**QUOTED PASSAGE:**
__________________________________________________
Reviews for Meet Me at the Altar
lookingwest chapter 7 . 3/11/2012
I didn't like that the chapter kind of bored me because there just wasn't a ton of action and the biggest conversation piece in my opinion was cake and various foods. I did like your dialogue work though because it's realistic and it does create a good amount of pacing. The end was interesting and I also perked up a bit at that but then again the wedding theme etc., it also isn't my forte, so take my opinions with a grain of salt too. Also though, good solid setting/character descriptions too, by the way, liked the characterizations through that dialogue too because it fleshed out the feelings about the wedding. :)
Saeyre chapter 7 . 3/11/2012
I love the way you describe things, even if it's only ordinary activities like waking up and eating cake. You make the characters' actions easy to envision. On the other hand, there can be too much of a good thing, like all the detail about the cake-tasting. It seems as though you spend more time talking about the flavors of cake than about the ensuing small argument between Brooke and Liam - which is glossed over at the end of the scene.
__________________________________________________
**Rows from a box labeling dataset:**

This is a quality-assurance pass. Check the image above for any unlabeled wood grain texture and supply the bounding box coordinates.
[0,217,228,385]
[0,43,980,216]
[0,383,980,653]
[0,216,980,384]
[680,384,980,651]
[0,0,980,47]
__________________________________________________
**TASK REQUIREMENTS:**
a. Translate this sentence from the story reviews into Spanish: "You make the characters' actions easy to envision."
b. Pick up the reviews of Meet Me at the Altar after their final sentence and write the next few lines.

**ANSWER SET:**
a. Haces que las acciones de los personajes sean fáciles de imaginar.

b.
There's one gripe I have about their relationship as presented so far, and that's...communication. Why don't they talk to each other about what they're feeling? But Liam talks to Josh instead of Brooke, and that makes it slightly harder to empathize with him. Come to think of it, though, I have this gripe with practically every rom-com or romantic novel out there. Most characters could do with a little more honest communication!
this wild abyss chapter 1 . 3/11/2012
I think you have a strong start here. The writing is pretty good and flows well, making things pretty easy to follow.

I haven't read a ton of romances, but from just this there isn't anything unusual to make me want to come back. It all seems pretty standard with your typical genre conundrums. Like I said, I don't really pay attention to romance, but maybe you could figure out a way to make this jump out a little more?
noriepie chapter 1 . 3/11/2012
hehe first chapter!

I couldn't actually see much changes, so far very introductory stuff.

This story is keeping me on my toes because I'm not sure how it's going to develop between main character and her love lol.

There was one paragraph that was a bit fishy to be honest, it was "The woman was scribbling away frantically on the small information sheet Nora had handed her, filling the margins of the page with extra information that wouldn't fit in the small spaces Nora had included for each of the questions. She glanced over to see what photo Liam was looking at and she huffed."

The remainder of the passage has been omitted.